----- TEXTAUSZUG -----
In einer gemeinsamen Themenanalyse (vgl. Froschauer/Lueger 2003: 158) wurden die Daten der Dokumenten- und Interviewerhebungen verschränkt ausgewertet. Die Ergebnisse erlauben, das Handlungsfeld sowie darin tätige Organisationen und ihre unterschiedlichen Arbeitsweisen anhand der Kompetenzen und Konzepte, die bisher zur Anwendung kommen, zu skizzieren. Damit wird ein Beitrag in der Diskussion um die aktuelle und zukünftige Rolle der Sozialen Arbeit in diesem neuen Handlungsfeld geleistet.


4. Institutionelle Struktur des Handlungsfelds und darin tätige Organisationen

Die Begleitung von Nachverdichtungsprozessen stellt ein sehr spezialisiertes Handlungsfeld dar, in dem vielfältige Akteur*innen mitwirken, die teilweise auch in anderen Handlungsfeldern aktiv sind bzw. waren. Die Beschreibung des Handlungsfelds entspricht deshalb einer Momentaufnahme, die die Fluktuation und Mannigfaltigkeit des Feldes nicht vollständig erfassen kann. Im beschriebenen Sample sind 27 Organisationen enthalten, die im weitesten Sinne im analysierten Handlungsfeld der „sozial-organisatorischen Prozessbegleitung“ (vgl. Hanke/Huber 2016: 163) bereits in Nachverdichtungsprojekten in Wien tätig waren oder deren Tätigkeitsprofil dies derzeitig oder zukünftig ermöglichen würde. Die Clusterung erfolgt anhand der Bezüge zu anderen Akteur*innen im Handlungsfeld. Zentral waren dabei erstens jene Bezüge zu den von Nachverdichtung betroffenen Menschen als Zielgruppe der Begleitung sowie zweitens jene zu den Bauträgern, die Nachverdichtungsprozesse vorantreiben.
----- DATENAUSZUG -----
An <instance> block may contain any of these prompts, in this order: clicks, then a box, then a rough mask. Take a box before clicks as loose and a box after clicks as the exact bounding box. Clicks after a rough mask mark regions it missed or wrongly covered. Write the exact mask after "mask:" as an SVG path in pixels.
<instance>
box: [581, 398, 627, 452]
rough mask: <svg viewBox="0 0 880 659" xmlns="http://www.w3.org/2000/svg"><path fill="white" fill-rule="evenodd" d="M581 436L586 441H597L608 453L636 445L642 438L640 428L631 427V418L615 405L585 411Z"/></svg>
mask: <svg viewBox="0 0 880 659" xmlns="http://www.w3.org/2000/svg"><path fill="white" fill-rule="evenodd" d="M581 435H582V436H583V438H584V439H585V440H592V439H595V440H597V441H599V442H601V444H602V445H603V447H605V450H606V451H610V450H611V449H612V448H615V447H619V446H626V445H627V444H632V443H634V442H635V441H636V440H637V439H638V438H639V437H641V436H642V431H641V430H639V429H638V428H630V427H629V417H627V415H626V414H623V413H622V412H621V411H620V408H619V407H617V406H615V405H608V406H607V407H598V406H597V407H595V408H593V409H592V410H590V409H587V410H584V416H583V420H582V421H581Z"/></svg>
-----
- AUFGABEN ZUR ÜBUNG:
A: Übersetze aus dem Textauszug über die Begleitung von Nachverdichtungsprozessen den Satz „Die Clusterung erfolgt anhand der Bezüge zu anderen Akteur*innen im Handlungsfeld.“ ins Englische.
B: Führe den Textauszug über die Begleitung von Nachverdichtungsprozessen bitte im Anschluss an seinen letzten Satz weiter.

- ANTWORTEN JE AUFGABE:
A: The clustering is based on the relationships to other actors in the field of practice.

B:
Erfahren Betroffene, dass in ihrem Wohn- oder Lebensumfeld nachverdichtet werden soll, äußern sie häufig Skepsis oder sogar Widerstand. Die Menschen sorgen sich darum, wieviel oder was für Bewohner*innen zuziehen werden und ob das betroffene Gebiet nicht schon zu dicht bebaut bzw. belebt ist. Grundsätzlich geht es deshalb um den Umgang mit den betroffenen Menschen, die sich die Veränderung ihrer Wohn-, Arbeits- oder Lebenssituation nicht freiwillig ausgesucht haben. Professionelle Begleitung ist auf diese generellen Stimmungslagen der Bevölkerung ausgerichtet. Dadurch ist die Arbeit mit den betroffenen Menschen nicht auf die Grenzen des Bauplatzes reduziert, da Anliegen, Bedenken, Akzeptanz und Protest im jeweiligen Nachverdichtungsprojekt und in seinem Umfeld zu berücksichtigen sind (vgl. Gorbach 2019: 58).

Bauträger, die externe sozial-organisatorische Prozessbegleitung entweder selbst beauftragen oder zumindest zentrale Ansprechpartner*innen für Begleitorganisationen sind, verstehen Nachverdichtung primär als Veränderungsprozesse an ihrem Bauplatz. Aus dieser Perspektive soll externe Begleitung zwischen Bauträger, Bestandsbewohner*innen und neu Zuziehenden vermitteln. Professionelle Begleitung soll dabei die Chancen erhöhen, dass Konflikte strukturiert bearbeitet und die Wohnzufriedenheit nachhaltig verbessert werden kann. In diesem Sinne liegt die soziale Nachhaltigkeit des eigenen Nachverdichtungsprojekts auch im Interesse des Bauträgers.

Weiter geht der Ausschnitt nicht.